TULSA, Okla. – The Oklahoma State Medical Examiner's Office released its autopsy results of 40-year-old Terence Crutcher, the unarmed man who was shot an killed by a Tulsa police officer.
On September 16, Crutcher was shot and killed by Tulsa Officer Betty Shelby after his car was stopped in the middle of a roadway.
Officers at the scene say Crutcher was acting erratically and was not following commands.
According to the affidavit, Shelby asked Crutcher if the vehicle was his and if it was disabled.
“He was mumbling to himself and would not answer any of Officer Shelby’s questions. Mr. Crutcher kept putting his hands in his pockets and Officer Shelby kept telling him to show his hands. At that point, Mr. Crutcher began walking towards the abandoned vehicle with his hands held up and was not responding to any of Officer Shelby’s commands to stop,” the affidavit claims.
WARNING: This video is graphic and shows the shooting of a man. It is not suitable for all audiences.
In the dash cam video, you see Crutcher walking away from an officer and toward his vehicle with his hands up.
Shortly after that, Crutcher was shot to death by Officer Shelby. Crutcher was unarmed, authorities confirmed.
One week after the shooting, Tulsa County District Attorney Steve Kunzweiler charged Shelby with one count of first-degree manslaughter.
Shelby turned herself in the following day.

#####

List of tasks:
A) In the report on the Terence Crutcher shooting, what charge was Officer Shelby given?
B) Sum up the report on the Terence Crutcher shooting in two sentences.
C) Go on with the report on the Terence Crutcher shooting from where it stops.
These rows come from a separate source.

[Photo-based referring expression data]
#####

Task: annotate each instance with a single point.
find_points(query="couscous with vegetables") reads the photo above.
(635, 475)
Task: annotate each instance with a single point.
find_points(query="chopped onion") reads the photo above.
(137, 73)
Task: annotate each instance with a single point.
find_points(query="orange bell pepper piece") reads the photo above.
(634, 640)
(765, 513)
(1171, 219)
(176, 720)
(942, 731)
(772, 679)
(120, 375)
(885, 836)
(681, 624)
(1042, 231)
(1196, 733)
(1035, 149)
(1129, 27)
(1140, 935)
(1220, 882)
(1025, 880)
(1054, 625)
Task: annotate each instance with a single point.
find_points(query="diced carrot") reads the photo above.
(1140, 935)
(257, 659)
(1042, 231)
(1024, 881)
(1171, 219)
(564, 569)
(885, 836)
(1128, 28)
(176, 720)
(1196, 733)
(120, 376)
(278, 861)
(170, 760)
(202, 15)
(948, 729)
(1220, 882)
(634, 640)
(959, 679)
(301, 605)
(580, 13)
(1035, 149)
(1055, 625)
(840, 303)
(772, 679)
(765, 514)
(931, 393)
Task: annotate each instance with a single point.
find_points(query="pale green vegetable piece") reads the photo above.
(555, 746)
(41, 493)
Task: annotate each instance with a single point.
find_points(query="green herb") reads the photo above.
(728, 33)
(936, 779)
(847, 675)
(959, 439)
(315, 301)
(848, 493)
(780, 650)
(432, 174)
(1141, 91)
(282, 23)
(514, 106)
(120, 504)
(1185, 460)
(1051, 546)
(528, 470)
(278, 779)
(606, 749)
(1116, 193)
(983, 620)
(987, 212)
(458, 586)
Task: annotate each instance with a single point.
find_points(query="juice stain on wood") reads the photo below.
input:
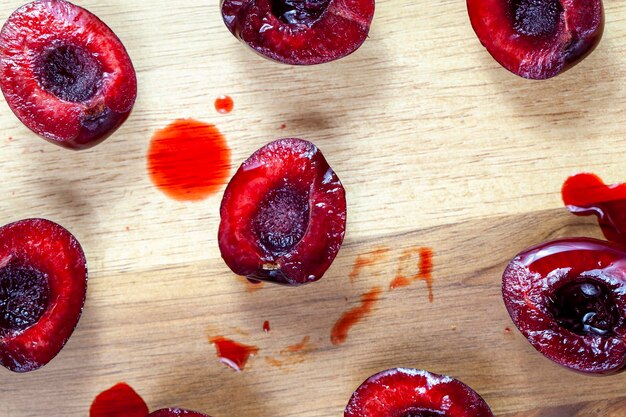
(424, 273)
(232, 353)
(118, 401)
(224, 104)
(586, 194)
(189, 160)
(342, 327)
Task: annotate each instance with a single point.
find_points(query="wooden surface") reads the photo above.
(437, 146)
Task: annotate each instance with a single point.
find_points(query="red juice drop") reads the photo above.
(340, 330)
(189, 160)
(224, 104)
(233, 354)
(586, 194)
(118, 401)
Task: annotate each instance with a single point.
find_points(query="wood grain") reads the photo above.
(437, 147)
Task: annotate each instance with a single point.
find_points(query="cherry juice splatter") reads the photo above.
(118, 401)
(424, 273)
(585, 194)
(340, 330)
(189, 160)
(233, 354)
(224, 104)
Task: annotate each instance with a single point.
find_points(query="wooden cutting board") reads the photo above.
(437, 147)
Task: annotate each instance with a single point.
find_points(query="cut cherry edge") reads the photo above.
(403, 392)
(586, 194)
(568, 298)
(65, 38)
(48, 251)
(537, 41)
(300, 33)
(176, 412)
(283, 214)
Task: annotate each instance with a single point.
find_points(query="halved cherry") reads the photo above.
(300, 32)
(283, 215)
(402, 392)
(568, 298)
(65, 74)
(537, 39)
(43, 281)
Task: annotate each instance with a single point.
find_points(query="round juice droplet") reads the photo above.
(189, 160)
(224, 104)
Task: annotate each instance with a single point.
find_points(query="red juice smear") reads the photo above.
(233, 354)
(119, 401)
(585, 194)
(339, 333)
(224, 104)
(367, 259)
(189, 160)
(399, 282)
(424, 273)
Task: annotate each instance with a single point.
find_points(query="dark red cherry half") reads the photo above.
(65, 74)
(300, 32)
(283, 215)
(43, 281)
(405, 392)
(537, 39)
(568, 298)
(176, 412)
(585, 194)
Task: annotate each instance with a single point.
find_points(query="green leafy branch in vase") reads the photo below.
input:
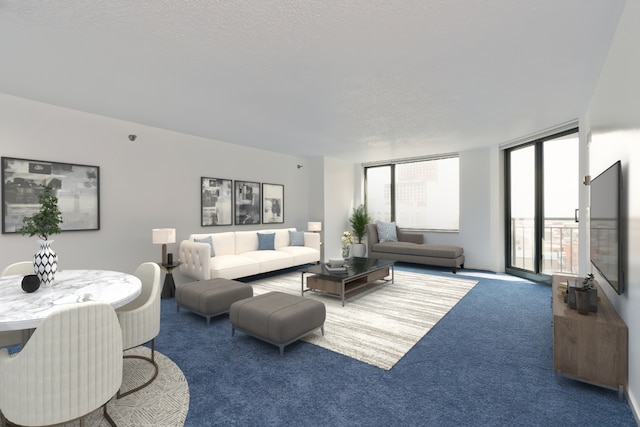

#####

Per-task answers:
A) One count of first-degree manslaughter.

B) On September 16, Tulsa police officer Betty Shelby shot and killed Terence Crutcher, an unarmed 40-year-old man, after his car was stopped in the middle of a roadway, and the state medical examiner's office has since released his autopsy results. One week after the shooting, Tulsa County District Attorney Steve Kunzweiler charged Shelby with one count of first-degree manslaughter, and she turned herself in the following day.

C)
A preliminary report from the Oklahoma State Medical Examiner’s Office determined that Crutcher died from a gunshot wound to the chest.
His manner of death was ruled a homicide.
There was some speculation that Crutcher was under the influence of drugs at the time of his death after officers said that PCP was found inside his vehicle.
The full autopsy report was released Tuesday, nearly a month after the deadly shooting.
The autopsy shows Crutcher did in fact have PCP in his system.
According to the toxicology results, Crutcher had 96 nanograms per milliliter of phencyclidine, or PCP, in his bloodstream at the time of his death.
Tenocyclidine, a hallucinogenic drug, was also detected in his system.
However, Crutcher's family attorney said that even if the man did have drugs in his system, lethal force was not necessary.
"Even though it is irrelevant to the use of lethal force, it is worth noting that these findings do not tell us whether or not Terence Crutcher was under the influence of PCP at the time of this encounter. Testing positive to a substance in your system is very different than being under the influence of a substance, though again neither justify the government gunning someone down in the street.
We encourage the public, the media, and law enforcement to resist the temptation to seize upon this all too convenient practice of character assassination in an attempt to divert attention away from meaningful responses to the systematic violence and dehumanization that is far too common in interactions between law enforcement and communities of color.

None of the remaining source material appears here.